▸ **Data extracted from a collection**
◆ ◆ ◆
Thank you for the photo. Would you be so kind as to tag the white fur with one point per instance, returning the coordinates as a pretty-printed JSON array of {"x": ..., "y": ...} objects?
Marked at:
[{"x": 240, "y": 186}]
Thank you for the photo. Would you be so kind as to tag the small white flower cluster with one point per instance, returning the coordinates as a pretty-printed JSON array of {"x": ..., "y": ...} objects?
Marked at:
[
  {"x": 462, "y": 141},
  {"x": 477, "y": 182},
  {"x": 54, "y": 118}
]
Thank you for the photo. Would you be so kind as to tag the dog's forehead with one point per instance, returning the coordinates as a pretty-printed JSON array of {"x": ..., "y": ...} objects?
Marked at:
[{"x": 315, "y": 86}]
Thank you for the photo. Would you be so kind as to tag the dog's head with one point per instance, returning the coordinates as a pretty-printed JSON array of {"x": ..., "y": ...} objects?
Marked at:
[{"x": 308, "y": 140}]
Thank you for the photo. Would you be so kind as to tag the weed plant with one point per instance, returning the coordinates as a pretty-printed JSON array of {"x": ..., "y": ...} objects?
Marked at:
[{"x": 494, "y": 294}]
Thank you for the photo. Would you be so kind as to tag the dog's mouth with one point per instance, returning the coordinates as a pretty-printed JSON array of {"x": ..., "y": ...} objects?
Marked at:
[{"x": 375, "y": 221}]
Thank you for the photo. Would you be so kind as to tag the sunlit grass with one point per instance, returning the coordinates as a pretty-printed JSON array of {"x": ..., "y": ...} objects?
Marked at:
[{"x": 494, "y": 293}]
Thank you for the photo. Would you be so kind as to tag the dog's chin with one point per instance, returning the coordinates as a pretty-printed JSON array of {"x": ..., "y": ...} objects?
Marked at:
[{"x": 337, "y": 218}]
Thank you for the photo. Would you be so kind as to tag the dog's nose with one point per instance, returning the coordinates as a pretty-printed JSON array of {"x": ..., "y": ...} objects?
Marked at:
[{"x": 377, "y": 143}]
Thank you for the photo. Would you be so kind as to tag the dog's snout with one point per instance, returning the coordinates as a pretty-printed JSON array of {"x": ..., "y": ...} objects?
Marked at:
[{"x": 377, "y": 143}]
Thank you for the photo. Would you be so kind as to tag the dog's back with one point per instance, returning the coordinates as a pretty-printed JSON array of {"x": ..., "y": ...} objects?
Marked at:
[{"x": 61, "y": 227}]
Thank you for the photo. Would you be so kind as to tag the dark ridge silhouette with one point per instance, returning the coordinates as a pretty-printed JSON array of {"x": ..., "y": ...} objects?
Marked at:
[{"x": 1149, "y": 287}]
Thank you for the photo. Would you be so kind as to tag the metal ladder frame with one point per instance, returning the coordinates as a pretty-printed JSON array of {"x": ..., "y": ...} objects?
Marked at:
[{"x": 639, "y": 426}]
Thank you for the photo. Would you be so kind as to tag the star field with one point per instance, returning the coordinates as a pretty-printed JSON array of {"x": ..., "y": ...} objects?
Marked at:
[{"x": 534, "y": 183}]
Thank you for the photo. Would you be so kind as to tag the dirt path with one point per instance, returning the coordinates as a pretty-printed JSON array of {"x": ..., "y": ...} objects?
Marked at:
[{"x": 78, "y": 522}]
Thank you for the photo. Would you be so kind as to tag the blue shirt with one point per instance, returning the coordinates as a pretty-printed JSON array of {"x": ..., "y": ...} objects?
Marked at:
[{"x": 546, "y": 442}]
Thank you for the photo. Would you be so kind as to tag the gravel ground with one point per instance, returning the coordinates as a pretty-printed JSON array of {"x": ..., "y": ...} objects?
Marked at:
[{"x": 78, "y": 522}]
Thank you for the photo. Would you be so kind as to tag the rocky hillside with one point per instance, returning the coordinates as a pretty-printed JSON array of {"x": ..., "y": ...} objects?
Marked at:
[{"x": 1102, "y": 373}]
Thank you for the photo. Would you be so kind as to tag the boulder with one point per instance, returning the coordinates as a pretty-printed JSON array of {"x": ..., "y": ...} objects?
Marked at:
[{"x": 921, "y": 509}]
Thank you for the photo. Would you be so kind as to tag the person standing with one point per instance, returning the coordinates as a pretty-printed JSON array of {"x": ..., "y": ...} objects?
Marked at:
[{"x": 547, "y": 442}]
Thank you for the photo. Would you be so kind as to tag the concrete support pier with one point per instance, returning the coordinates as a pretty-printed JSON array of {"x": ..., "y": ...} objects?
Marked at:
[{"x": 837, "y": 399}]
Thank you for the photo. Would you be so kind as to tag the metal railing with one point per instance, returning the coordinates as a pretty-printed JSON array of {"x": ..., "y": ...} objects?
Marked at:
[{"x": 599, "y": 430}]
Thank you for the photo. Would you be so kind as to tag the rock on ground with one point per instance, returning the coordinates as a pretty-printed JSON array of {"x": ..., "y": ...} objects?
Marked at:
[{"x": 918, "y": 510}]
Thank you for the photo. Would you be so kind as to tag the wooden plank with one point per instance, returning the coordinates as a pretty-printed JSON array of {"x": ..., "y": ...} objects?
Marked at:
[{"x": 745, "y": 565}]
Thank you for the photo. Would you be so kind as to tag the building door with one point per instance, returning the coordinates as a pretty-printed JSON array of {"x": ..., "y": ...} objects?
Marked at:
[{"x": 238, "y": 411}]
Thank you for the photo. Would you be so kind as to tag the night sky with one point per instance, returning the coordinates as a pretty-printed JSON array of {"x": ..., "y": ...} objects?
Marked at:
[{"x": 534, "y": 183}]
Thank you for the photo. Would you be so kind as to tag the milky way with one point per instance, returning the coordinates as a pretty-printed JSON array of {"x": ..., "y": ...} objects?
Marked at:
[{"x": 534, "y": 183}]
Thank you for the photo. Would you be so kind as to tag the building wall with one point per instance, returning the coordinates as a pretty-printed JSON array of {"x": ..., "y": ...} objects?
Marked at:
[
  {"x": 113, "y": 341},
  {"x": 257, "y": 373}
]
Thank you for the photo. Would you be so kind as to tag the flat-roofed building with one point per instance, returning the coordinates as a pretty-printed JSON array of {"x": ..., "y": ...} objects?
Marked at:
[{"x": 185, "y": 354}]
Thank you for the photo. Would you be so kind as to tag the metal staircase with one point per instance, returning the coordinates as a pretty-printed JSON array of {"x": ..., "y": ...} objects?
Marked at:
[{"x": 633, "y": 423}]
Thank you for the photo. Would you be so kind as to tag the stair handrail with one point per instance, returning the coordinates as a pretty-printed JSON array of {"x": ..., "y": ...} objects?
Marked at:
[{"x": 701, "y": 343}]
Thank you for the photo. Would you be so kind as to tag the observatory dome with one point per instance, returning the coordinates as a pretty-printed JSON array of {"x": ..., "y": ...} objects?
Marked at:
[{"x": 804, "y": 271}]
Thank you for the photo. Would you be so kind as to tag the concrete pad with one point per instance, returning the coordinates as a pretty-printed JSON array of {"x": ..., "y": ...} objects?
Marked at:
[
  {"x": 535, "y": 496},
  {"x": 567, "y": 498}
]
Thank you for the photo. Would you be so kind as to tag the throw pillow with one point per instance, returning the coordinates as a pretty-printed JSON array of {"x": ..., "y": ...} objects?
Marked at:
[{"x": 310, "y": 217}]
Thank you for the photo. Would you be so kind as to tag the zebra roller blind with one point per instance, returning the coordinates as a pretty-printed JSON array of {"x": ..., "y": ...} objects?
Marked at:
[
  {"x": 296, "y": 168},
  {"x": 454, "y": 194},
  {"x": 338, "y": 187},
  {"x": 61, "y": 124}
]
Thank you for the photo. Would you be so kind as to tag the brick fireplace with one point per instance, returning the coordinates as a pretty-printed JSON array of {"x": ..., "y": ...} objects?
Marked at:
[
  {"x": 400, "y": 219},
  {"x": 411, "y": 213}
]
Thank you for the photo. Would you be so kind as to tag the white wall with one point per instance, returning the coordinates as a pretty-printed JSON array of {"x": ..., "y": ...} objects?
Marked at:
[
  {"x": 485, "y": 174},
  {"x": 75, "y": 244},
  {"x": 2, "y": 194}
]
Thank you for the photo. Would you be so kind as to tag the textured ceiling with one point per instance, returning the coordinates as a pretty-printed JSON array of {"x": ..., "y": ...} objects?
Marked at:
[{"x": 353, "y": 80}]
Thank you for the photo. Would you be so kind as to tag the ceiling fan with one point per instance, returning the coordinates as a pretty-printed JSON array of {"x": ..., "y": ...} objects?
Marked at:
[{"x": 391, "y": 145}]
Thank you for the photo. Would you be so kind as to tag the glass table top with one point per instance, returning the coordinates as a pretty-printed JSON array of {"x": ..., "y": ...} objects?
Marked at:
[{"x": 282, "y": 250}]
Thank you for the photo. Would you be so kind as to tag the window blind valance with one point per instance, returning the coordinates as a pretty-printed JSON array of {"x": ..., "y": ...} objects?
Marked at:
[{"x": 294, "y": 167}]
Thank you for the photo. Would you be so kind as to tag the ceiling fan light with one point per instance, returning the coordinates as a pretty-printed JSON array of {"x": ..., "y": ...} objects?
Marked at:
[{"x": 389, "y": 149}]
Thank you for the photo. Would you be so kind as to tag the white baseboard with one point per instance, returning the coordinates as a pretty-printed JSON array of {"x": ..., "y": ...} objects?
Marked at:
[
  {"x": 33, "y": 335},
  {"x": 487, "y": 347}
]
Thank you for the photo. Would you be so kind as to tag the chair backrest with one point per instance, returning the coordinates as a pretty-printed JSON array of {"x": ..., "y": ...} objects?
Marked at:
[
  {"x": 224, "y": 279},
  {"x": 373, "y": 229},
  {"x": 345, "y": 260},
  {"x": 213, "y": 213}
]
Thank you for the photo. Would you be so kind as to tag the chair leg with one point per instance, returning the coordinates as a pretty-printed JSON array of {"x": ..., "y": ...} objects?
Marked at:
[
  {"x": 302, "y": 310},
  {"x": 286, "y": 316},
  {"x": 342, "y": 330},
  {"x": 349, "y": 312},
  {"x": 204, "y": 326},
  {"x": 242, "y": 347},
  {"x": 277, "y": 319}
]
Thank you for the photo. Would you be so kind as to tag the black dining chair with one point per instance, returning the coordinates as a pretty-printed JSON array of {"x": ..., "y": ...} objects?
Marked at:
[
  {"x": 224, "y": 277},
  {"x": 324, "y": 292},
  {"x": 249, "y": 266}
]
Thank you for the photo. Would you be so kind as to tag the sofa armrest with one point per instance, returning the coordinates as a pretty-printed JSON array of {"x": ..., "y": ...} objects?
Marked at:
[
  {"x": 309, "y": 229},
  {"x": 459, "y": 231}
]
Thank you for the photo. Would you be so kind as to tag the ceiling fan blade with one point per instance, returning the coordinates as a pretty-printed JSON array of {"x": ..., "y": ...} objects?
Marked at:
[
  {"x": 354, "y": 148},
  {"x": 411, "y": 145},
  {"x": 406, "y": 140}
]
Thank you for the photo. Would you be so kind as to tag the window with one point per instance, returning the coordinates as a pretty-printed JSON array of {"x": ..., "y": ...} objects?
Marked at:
◆ ◆ ◆
▸ **Set task**
Write the lines out exactly, from the one with "tag the black" down to the last line of the listing, and leave out all others.

▸ **Response to this task**
Thank you for the photo. Would you be so kind as to tag the black dining chair with one point per instance, returning the coordinates as a pretty-printed JSON array of {"x": ..., "y": ...} objects?
Marked at:
[
  {"x": 224, "y": 277},
  {"x": 324, "y": 292},
  {"x": 249, "y": 266}
]
Thank you for the photo. Would you be so kind as to tag the sofa armrest with one point per instance, returning the coordinates as a pretty-printed JSON array of {"x": ..., "y": ...} objects?
Marked at:
[
  {"x": 309, "y": 229},
  {"x": 459, "y": 231}
]
Thank you for the photo. Would you be so kind as to tag the ceiling fan blade with one point per instance, returning the coordinates as a pretty-printed JSON array of {"x": ..., "y": ...} objects?
Marked at:
[
  {"x": 354, "y": 148},
  {"x": 411, "y": 145},
  {"x": 406, "y": 140}
]
Thank you for the photo. Would you be so kind as to tag the window with one point per instance, returning the coordinates as a pretty-printed JSON array of {"x": ..., "y": ...} objects?
Marked at:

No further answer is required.